## Description of the task
Copy out the following records verbatim, omitting the pictures.
-- start of Records for this exercise --
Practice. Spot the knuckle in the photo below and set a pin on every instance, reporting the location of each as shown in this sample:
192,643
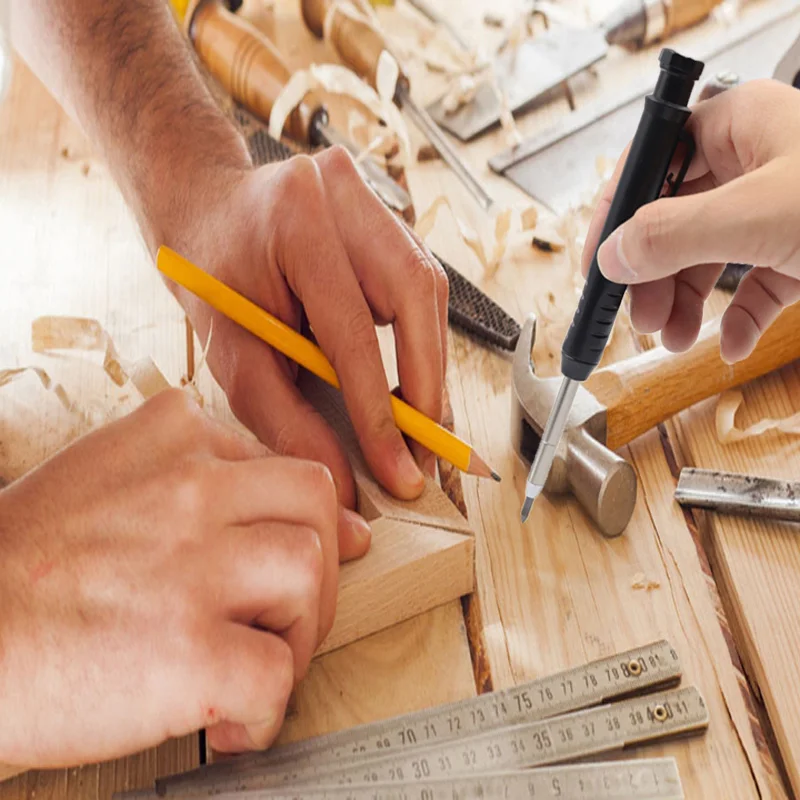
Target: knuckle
309,563
299,177
649,232
420,273
189,490
337,161
281,669
320,482
173,405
-- end of Records for this exercise --
## Complete output
Practice. Spot the knuckle in the photo below and set a pin on every instance, reporting the location of each as shown in this sample:
192,643
Target: knuckle
309,563
299,177
649,232
420,273
189,490
337,161
281,669
320,482
173,405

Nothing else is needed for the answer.